[Görev 1]:
Aşağıdaki kayıtların tamamını satır satır, hiçbir şeyi değiştirmeden yineleyin.

[Okuma parçası]:
Ülkelerin, NDC raporlarında, 2035 için karbon emisyonlarında düşüş başta olmak üzere iklim değişikliğiyle mücadelede koydukları hedeflere ve atacakları adımlara yer vermeleri gerekiyor. 2015'ten bu yana her 5 yılda bir yayımlanan bu raporlar, ülkelerin kararlılıklarını göstermeleri açısından önem taşısa da yapılan son çalışmalar, beyan edilen hedeflerle birçok ülkenin emisyonu arasında ciddi farklılıklar olduğunu gösteriyor.
İsveç'te bulunan Stockholm Çevre Enstitüsü tarafından hazırlanan Üretim Açığı Raporu 2025 (The Production Gap Report 2025), Paris Anlaşması'na taraf ülkelerin bulunduğu taahhütlerle fosil yakıt üretimi kaynaklı karbon emisyonları arasındaki farkı bir kez daha ortaya koydu.

Rapora göre ülkeler, küresel ısınmayı 2030 yılında 1,5 santigrat dereceyle sınırlama hedefine rağmen, bu hedefin tutturulabilmesi için gerekli fosil yakıt üretimi sınırlamasından yüzde 120 daha fazla üretim yapıyor. Ülkelerin fosil yakıt üretimi, 2 derecelik ısınma senaryosu için dahi yüzde 77 daha fazla.
Enstitünün 2023 yılındaki analizinde, ülkelerin üretimleri, 1,5 derece hedefinin tutturulması için gerekli sınırlamanın yüzde 110 üzerinde, 2 derece senaryosu için gerekli sınırlamanın ise yüzde 69 üzerinde hesaplanmıştı.

"Gidişat yanlış yönde"
Stockholm Çevre Enstitüsü Katılım ve Etki Direktörü Annika Markovic, COP30 öncesinde ülkelerin iklim hedefleri ve zirveden beklentilerine ilişkin AA muhabirinin sorularını yanıtladı.
Taraf ülkelerin NDC'lerini BM'ye sunmaya devam ettiğini, öte yandan çabaların yeterli olmadığını belirten Markovic, hazırladıkları raporda özellikle fosil yakıt üretimi yüksek ülkelere odaklandıklarını söyledi.

[Kaynak veriler]:
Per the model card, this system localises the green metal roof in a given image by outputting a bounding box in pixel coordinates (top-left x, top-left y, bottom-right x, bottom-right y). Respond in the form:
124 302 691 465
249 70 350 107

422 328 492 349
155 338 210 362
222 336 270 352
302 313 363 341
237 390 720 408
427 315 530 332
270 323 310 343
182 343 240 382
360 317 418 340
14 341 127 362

[Görev 2]:
Fosil yakıt üretimi ile iklim taahhütleri arasındaki farkı anlatan metni, son cümlesinden sonra gelecek kısımla sürdürün.

[Alıştırma çıktısı 1]:
Per the model card, this system localises the green metal roof in a given image by outputting a bounding box in pixel coordinates (top-left x, top-left y, bottom-right x, bottom-right y). Respond in the form:
124 302 691 465
249 70 350 107

422 328 492 349
155 338 210 362
222 336 270 352
302 313 363 341
237 390 720 408
427 315 530 332
270 323 310 343
182 343 240 382
360 317 418 340
14 341 127 362

[Alıştırma çıktısı 2]:
Markovic, "Petrol, kömür ve gaz gibi fosil yakıtların en büyük üreticileri arasında yer alan 20 ülkeyi inceledik. Ne yazık ki gidişat doğru yönde değil, tam tersine yanlış yönde ilerliyor. Bu da ülkelerin üretimi azaltmak yerine artırdıkları, önümüzdeki yıllarda da daha fazla artırmayı planladıkları anlamına geliyor." dedi.

Konuya ilişkin ilk raporlarını 2019'da yayımladıklarını, o yıldan bugüne gelinen süreçte ülkelerin hedefleri ile üretimleri arasındaki açığın sürekli arttığını kaydeden Markovic, Paris Anlaşması ile belirlenen küresel ısınmayı sınırlama hedefinin tutturulabilmesi için emisyonların çok hızlı düşürülmesi gerektiği, bunun yapılmaması halinde gelecekte problemin çözülmesinin daha da zorlaşacağı uyarısında bulundu.
Ülkelerin devam eden NDC sunma süreçlerini yakından takip ettiklerini bildiren Markovic, "Hala görmek istediğimiz seviyede bir azmin ortaya konulmadığını söyleyebiliriz. Dünyanın en fazla emisyonunu gerçekleştiren Çin, iklim hedeflerini paylaştı. Elbette belirli bir iddiaları var ama biz daha yüksek bir hedef bekliyorduk." diye konuştu.

"Devlet ve hükümet başkanları seviyesinde katılım çok önemli"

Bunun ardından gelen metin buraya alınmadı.